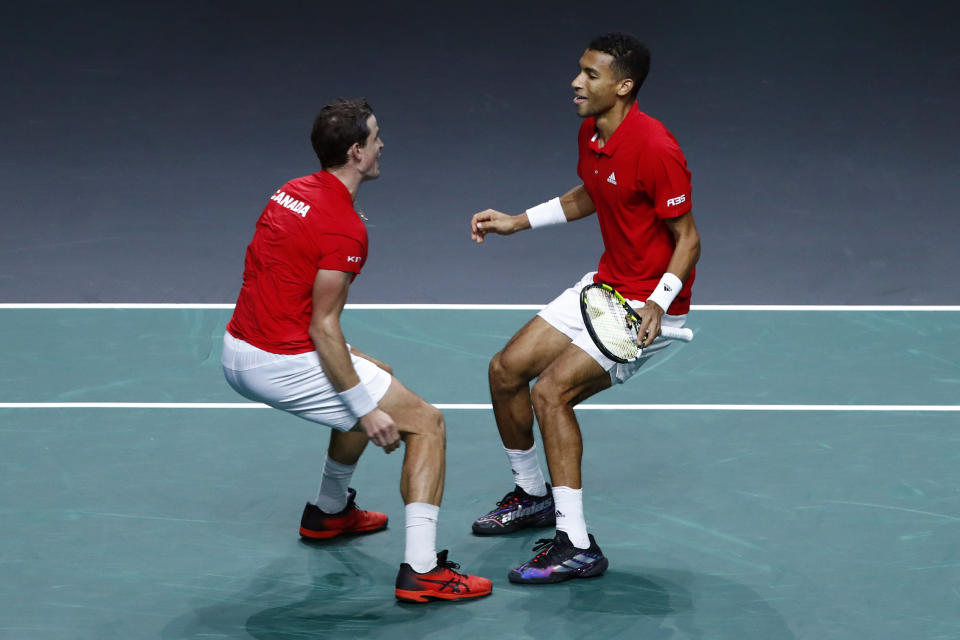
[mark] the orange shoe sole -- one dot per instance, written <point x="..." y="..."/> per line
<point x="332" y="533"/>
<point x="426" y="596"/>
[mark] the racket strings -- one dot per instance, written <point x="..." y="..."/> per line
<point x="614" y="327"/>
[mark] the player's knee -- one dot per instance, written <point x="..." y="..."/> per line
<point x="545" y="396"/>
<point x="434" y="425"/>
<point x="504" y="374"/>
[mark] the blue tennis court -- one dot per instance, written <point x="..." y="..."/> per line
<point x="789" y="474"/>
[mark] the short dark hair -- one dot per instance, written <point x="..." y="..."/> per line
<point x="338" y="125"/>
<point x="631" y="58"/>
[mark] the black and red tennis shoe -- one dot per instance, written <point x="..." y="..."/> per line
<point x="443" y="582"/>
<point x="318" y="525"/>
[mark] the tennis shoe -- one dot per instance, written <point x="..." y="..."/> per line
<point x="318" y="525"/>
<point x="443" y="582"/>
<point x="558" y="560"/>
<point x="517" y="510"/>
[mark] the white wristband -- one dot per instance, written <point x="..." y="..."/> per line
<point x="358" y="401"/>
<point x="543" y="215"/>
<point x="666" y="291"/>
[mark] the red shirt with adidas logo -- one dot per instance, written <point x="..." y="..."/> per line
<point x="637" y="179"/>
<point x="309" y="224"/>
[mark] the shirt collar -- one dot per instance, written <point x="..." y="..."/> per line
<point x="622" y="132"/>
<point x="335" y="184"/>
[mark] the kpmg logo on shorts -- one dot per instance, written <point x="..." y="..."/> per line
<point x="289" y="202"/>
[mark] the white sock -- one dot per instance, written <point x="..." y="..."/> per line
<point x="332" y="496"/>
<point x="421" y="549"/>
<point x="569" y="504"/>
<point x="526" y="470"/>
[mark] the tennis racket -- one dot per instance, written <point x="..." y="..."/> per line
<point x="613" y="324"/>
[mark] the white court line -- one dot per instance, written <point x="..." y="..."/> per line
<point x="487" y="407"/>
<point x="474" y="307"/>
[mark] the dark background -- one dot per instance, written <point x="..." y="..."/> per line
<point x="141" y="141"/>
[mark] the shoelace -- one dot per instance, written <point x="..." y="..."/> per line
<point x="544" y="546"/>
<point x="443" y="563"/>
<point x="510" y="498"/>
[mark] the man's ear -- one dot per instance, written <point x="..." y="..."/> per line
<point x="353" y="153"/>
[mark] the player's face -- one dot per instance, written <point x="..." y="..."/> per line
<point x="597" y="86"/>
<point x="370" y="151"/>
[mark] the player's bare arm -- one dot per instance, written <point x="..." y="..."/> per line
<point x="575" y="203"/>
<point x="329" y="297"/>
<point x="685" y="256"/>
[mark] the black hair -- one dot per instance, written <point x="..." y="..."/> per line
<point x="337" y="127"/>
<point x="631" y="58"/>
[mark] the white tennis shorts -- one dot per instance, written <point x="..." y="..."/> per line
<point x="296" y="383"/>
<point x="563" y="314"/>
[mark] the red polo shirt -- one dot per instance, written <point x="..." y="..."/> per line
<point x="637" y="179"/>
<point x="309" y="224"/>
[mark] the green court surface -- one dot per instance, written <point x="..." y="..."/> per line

Problem to solve
Retype all the rows above word for word, and leave the pictures out.

Answer to this exercise
[mark] the orange shoe sole -- one dot per instance, written <point x="..." y="..."/> per line
<point x="332" y="533"/>
<point x="426" y="596"/>
[mark] the racket strings -- one dot per instance, written <point x="..." y="..."/> per line
<point x="614" y="327"/>
[mark] the player's knee -- one dot per instance, written <point x="..." y="..."/> per line
<point x="545" y="396"/>
<point x="434" y="425"/>
<point x="504" y="374"/>
[mark] the blue tennis court -- one dot per instance, written <point x="..." y="..."/> per line
<point x="789" y="474"/>
[mark] the short dark hair -- one dot per instance, written <point x="..." y="..."/> per line
<point x="338" y="125"/>
<point x="631" y="58"/>
[mark] the black and red tennis shoe -- one dot per instance, written <point x="..." y="..."/> per line
<point x="443" y="582"/>
<point x="318" y="525"/>
[mark] the tennis shoe -- one dot per instance, written <point x="..." y="..."/> per line
<point x="318" y="525"/>
<point x="443" y="582"/>
<point x="558" y="560"/>
<point x="517" y="510"/>
[mark] the white wristband -- one dot per instance, written <point x="..." y="..."/> per line
<point x="358" y="401"/>
<point x="543" y="215"/>
<point x="666" y="291"/>
[mark] the red shirt with adidas logo -- one dot per instance, written <point x="..." y="..."/> per line
<point x="637" y="179"/>
<point x="309" y="224"/>
[mark] the shirt collar -- one dot per instance, written <point x="..." y="..."/> per line
<point x="622" y="132"/>
<point x="335" y="184"/>
[mark] the kpmg logo on shorts -- one dot per instance, written <point x="..." y="..."/> per line
<point x="289" y="202"/>
[mark] the white sock -- one dot per instance, written <point x="..." y="..."/> per line
<point x="332" y="496"/>
<point x="421" y="549"/>
<point x="569" y="504"/>
<point x="526" y="470"/>
[mark] the tennis racket -- one dot per instance, written <point x="..." y="..."/> per line
<point x="613" y="324"/>
[mark] the white court line -- one dot per instance, written <point x="..." y="..."/> per line
<point x="487" y="407"/>
<point x="474" y="307"/>
[mark] the dark background -- one dot per instance, written <point x="..." y="..."/> per line
<point x="141" y="141"/>
[mark] the shoelace -- one dot per instance, written <point x="..." y="..."/> per line
<point x="544" y="546"/>
<point x="443" y="563"/>
<point x="510" y="498"/>
[mark] the man's ear -- one dot per instance, written <point x="..." y="..."/> per line
<point x="353" y="153"/>
[mark] the player's face -- one dot per instance, written <point x="..." y="..."/> per line
<point x="597" y="86"/>
<point x="370" y="151"/>
[mark] the player's bare arm -- one dot per instance, written <point x="..." y="..."/> per line
<point x="575" y="203"/>
<point x="329" y="297"/>
<point x="685" y="256"/>
[mark] the black hair -- one dot per instance, written <point x="..." y="..."/> per line
<point x="337" y="127"/>
<point x="631" y="58"/>
[mark] the white tennis shorts -- one dot per instance, written <point x="..." y="..."/> per line
<point x="296" y="383"/>
<point x="563" y="314"/>
[mark] the red polo shirt -- one dot per instance, written <point x="..." y="..."/> per line
<point x="637" y="179"/>
<point x="309" y="224"/>
[mark] the green court surface -- one dot per instance, written <point x="..." y="..."/> per line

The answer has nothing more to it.